Interview
Prof. Dr. Norbert Nedopil leitet die Abteilung Forensische Psychiatrie an der Klinik und Poliklinik für Psychiatrie und Psychotherapie der Ludwig-Maximilians-Universität München. Zu seinen Schwerpunkten zählen die psychiatrische Begutachtung sowie Ethik und Recht in der Psychiatrie. Mit ihm sprach Daniela Erhard.
Unterm Strich eine gute Lösung
Herr Professor Nedopil, am 17. Januar 2013 hat der Bundestag beschlossen, die Zwangsbehandlung psychisch Kranker neu zu regeln. Was wird sich damit ändern?
Wir befanden uns in einer sehr unsicheren Lage, nachdem das Bundesverfassungsgericht und der Bundesgerichtshof die Gesetze zur Unterbringung und Zwangsbehandlung als nicht verfassungskonform beurteilt haben. Für uns war das Behandeln seitdem eine Gratwanderung zwischen Körperverletzung und unterlassener Hilfeleistung. Mit der Änderung wird die Zwangsbehandlung nun in engen Grenzen wieder erlaubt.
Löst das die Probleme der behandelnden Ärzte denn wirklich?
◇ ◇ ◇
== Deine Aufgabe ==
Liste alle Bundesorgane auf, also Parlament und Gerichte, die im Interview genannt werden.

== Zeilenauszüge ==
◇ ◇ ◇
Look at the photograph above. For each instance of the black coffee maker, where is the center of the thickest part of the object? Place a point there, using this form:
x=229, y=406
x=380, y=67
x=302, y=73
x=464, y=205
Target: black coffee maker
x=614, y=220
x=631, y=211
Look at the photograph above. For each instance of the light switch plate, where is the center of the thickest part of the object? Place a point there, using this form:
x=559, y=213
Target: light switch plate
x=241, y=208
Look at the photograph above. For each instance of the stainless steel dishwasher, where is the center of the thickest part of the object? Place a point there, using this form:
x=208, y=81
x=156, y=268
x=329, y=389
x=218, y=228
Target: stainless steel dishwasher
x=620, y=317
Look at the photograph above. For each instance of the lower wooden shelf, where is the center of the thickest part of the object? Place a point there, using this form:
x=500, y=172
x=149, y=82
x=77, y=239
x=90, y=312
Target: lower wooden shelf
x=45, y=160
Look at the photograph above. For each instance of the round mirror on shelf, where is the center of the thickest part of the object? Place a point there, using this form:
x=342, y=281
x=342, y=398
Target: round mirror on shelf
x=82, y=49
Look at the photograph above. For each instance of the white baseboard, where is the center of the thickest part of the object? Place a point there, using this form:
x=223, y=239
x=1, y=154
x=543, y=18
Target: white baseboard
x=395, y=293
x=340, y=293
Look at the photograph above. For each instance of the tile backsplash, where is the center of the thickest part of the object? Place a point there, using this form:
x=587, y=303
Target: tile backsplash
◇ ◇ ◇
== Ergebnis ==
Bundestag
Bundesverfassungsgericht
Bundesgerichtshof